Exercises to complete -
**a)** From the configuration page, set down the passage from "url¶: URL to" to "of this repo." word for word.
**b)** Answer these questions from the configuration page, one line each, marking the answers (i), (ii), (iii):
(i) Which file formats does smart_settings currently support?
(ii) What is the default value of generate_report?
(iii) Under what file name is an automatically generated report saved?
**c)** Decide whether each statement agrees with the configuration page. Answer yes or no, and quote the words that decide it.
(i) By default, remove_working_dirs is true for grid_search.
(ii) When jobs run locally, the directory in ${HOME}/.cache also holds their stdout/stderr.
(iii) The environment_setup argument may be left empty.

[START OF Source]

Configuration¶

Both grid_search and hp_optimization expect as input a settings file with the configuration. The file can be any format that is supported by smart_settings (currently JSON, YAML and TOML).

General Parameters¶

Todo

Explain the “job directory” (${HOME}/.cache/cluster_utils-${optimization_procedure_name}-*) somewhere in a central place.

These parameters are the same for grid_search and hp_optimization.

optimization_procedure_name¶

Required.

Name of the setup.

results_dir¶

Required.

Result files will be written to {results_dir}/optimization_procedure_name.

run_in_working_dir = false¶: If true, git_params are ignored and the script specified in script_relative_path is expected to be in the current working directory. Otherwise see git_params.

git_params¶

If run_in_working_dir is false, the specified git repository is cloned to the job directory and the script specified in script_relative_path is expected to be found there.

branch : str¶: The git branch to use.

commit¶

Hash of a specific commit that should be used.

Note: The current implementation still needs a valid branch to be set as it first clones the repo using that branch and only afterwards checks out the specified commit.

url¶: URL to the repo. If not set, the application expects the current working directory to be inside a git repository and uses the origin URL of this repo.

depth : int¶: Create a shallow clone with a history truncated to the specified number of commits.

remove_local_copy : bool = true¶: Remove the local working copy when finished.

script_relative_path¶

Required.

Python script that is executed. If run_in_working_dir = true, the path is resolved relative to the working directory, otherwise relative to the root of the git repository specified in git_params.

remove_jobs_dir : bool = true¶: Whether to remove the data stored in ${HOME}/.cache once finished or not. Note that when running on the cluster this directory also contains the stdout/stderr of the jobs (but not when running locally).

remove_working_dirs : bool = {grid_search: false, hp_optimization: true}¶

Remove the working directories of the jobs (including the parameters used for that job, saved metrics and potentially other output files like checkpoints) once they are finished.

For hp_optimization the directories of the best jobs kept independent of this setting, see num_best_jobs_whose_data_is_kept.

generate_report : str = "never"¶

Specifies whether a report should be generated automatically. Can be one of the following values:

never: Do not generate report automatically.
when_finished: Generate once when the optimization has finished.
every_iteration: Generate report of current state after every iteration (not supported by grid_search).

If enabled, the report is saved as result.pdf in the results directory (see results_dir). Note that independent of the setting here, the report can always be generated manually, see Manual Report Generation.

Added in version 3.0. Set to “every_iteration” to get the behaviour of versions <=2.5

environment_setup¶

Required.

Note: while the environment_setup argument itself is mandatory, all its content are optional (i.e. it can be empty).

pre_job_script : str¶: Path to an executable (e.g. bash script) that is executed before the main script runs.

virtual_env_path : str¶: Path of folder of virtual environment to activate.

conda_env_path : str¶: Name of conda environment to activate (this option might be broken).

[END OF Source]
[START OF Data shown]

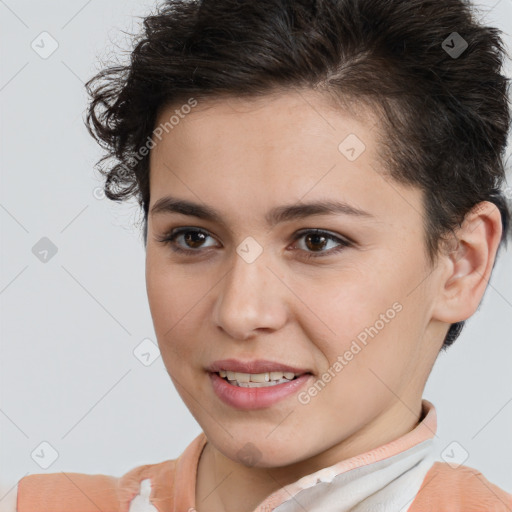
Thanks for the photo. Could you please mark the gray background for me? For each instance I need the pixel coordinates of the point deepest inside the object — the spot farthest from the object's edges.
(69, 326)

[END OF Data shown]

Exercise responses -
**a)**
url¶: URL to the repo. If not set, the application expects the current working directory to be inside a git repository and uses the origin URL of this repo.

**b)**
(i) JSON, YAML and TOML.
(ii) "never".
(iii) result.pdf, in the results directory.

**c)**
(i) No: "remove_working_dirs : bool = {grid_search: false, hp_optimization: true}"
(ii) No: "Note that when running on the cluster this directory also contains the stdout/stderr of the jobs (but not when running locally)."
(iii) Yes: "while the environment_setup argument itself is mandatory, all its content are optional (i.e. it can be empty)."